§ List of tasks
A) According to the article about the Cornwall wedding venue, how many people does the business normally employ year-round?
B) Copy the article about the Cornwall wedding venue word for word from "This is the" to "the coronavirus restrictions.".

“UNVIABLE is no way to describe people or the businesses they work in which have been forced to shut down through no fault of their own.”
This is the feeling of the owner of a successful company in South East Cornwall whose operations have been severely curtailed by the coronavirus restrictions.
Jonathan Rowe runs a popular wedding venue at Trevenna, near St Neot. Fully booked with three weddings a week set to take place through 2020 and 2021, the business normally provides year-round employment for 32 people. It had to place all of them on furlough at the start of lockdown. As restrictions on ceremonies eased slightly, some of the team were able to return to work, but with weddings now limited to 15 guests, many couples have put their plans on hold.
Jonathan accepts that his business has been restricted for good reason to keep the transmission rate down – and he also accepts that furloughing cannot go on forever.
But he cannot accept that his talented staff and their roles are now, under the Chancellor’s new Job Support Scheme, classed as “unviable”.
“Most of our weddings between now and the end of April 2021 have been postponed,” he said. “Businesses that were viable, and will be once again once the Government gets a grip on the pandemic, have had to shut down.
“The effect of the new restrictions is a lockdown on our business.
“The new Job Support Top Up Scheme scheme does nothing for businesses and their employees that have been sacrificed due to the Government restrictions. This group of people are being cast off.”

Data items:
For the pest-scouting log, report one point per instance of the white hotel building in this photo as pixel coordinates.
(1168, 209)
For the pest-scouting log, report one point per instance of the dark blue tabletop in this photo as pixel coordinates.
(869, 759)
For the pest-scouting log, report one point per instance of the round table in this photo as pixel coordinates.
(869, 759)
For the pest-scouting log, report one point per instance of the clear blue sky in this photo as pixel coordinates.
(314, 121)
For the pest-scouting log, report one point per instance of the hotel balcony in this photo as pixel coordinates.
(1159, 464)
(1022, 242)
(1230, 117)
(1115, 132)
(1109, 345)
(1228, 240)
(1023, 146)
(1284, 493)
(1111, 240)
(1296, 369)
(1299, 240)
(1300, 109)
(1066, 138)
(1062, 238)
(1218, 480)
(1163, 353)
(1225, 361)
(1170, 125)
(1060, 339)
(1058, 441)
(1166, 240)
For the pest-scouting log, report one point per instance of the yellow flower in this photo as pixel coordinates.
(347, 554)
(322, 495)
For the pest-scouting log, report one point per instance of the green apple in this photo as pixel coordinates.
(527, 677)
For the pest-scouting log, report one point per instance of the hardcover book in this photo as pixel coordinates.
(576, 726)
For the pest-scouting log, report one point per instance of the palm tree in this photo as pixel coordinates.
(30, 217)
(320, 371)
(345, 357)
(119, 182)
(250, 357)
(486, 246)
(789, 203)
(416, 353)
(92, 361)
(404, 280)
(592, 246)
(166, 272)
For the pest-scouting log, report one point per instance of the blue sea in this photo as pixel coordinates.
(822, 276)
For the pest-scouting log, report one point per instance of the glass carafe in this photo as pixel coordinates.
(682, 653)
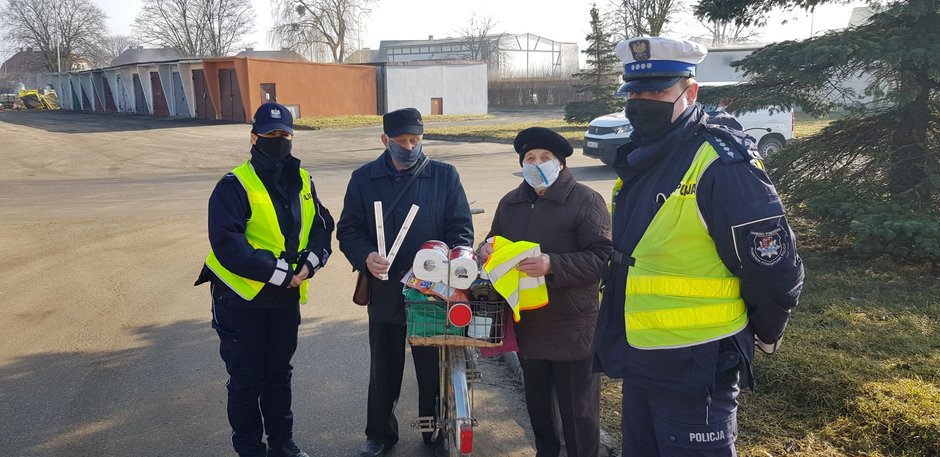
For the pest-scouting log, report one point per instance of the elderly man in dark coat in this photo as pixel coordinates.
(571, 224)
(444, 215)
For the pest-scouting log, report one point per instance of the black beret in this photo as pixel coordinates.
(542, 138)
(402, 121)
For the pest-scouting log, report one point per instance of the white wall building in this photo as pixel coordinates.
(435, 87)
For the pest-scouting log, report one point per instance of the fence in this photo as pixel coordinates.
(532, 92)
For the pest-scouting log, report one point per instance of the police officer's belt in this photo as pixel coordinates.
(621, 259)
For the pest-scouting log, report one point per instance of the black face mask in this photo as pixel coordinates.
(651, 118)
(275, 148)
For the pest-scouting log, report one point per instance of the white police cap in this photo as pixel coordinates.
(656, 63)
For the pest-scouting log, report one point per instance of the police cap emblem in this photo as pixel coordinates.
(640, 49)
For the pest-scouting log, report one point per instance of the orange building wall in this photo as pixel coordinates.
(319, 89)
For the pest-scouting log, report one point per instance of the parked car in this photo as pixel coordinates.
(772, 130)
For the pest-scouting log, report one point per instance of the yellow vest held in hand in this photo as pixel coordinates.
(520, 290)
(263, 230)
(678, 292)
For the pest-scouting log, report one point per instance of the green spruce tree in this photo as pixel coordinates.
(597, 84)
(874, 175)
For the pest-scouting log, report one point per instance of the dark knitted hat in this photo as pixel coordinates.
(402, 121)
(542, 138)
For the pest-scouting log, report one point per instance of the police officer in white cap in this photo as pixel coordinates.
(704, 262)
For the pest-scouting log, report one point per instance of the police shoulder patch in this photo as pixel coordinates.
(768, 248)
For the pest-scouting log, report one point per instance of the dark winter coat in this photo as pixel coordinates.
(571, 224)
(444, 215)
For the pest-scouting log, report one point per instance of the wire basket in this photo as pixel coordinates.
(428, 324)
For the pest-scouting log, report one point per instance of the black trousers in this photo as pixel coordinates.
(665, 421)
(563, 399)
(387, 352)
(257, 346)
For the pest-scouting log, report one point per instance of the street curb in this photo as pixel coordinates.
(514, 369)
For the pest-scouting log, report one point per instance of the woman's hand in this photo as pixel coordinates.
(377, 265)
(485, 251)
(536, 266)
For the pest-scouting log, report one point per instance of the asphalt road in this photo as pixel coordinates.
(105, 346)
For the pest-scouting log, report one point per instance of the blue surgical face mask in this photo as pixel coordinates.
(542, 175)
(402, 156)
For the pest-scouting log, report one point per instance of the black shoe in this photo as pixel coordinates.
(372, 449)
(288, 449)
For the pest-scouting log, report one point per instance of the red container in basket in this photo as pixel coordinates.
(459, 315)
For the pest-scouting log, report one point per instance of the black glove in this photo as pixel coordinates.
(767, 348)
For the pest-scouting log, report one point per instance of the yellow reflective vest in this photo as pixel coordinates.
(263, 230)
(678, 291)
(520, 290)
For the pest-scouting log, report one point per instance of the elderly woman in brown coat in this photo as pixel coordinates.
(571, 224)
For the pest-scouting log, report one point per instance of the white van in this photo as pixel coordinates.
(771, 130)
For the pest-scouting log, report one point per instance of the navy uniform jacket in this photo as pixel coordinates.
(741, 209)
(229, 212)
(444, 215)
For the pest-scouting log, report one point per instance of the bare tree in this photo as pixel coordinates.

§ Solutions in order
A) 32 people

B)
This is the feeling of the owner of a successful company in South East Cornwall whose operations have been severely curtailed by the coronavirus restrictions.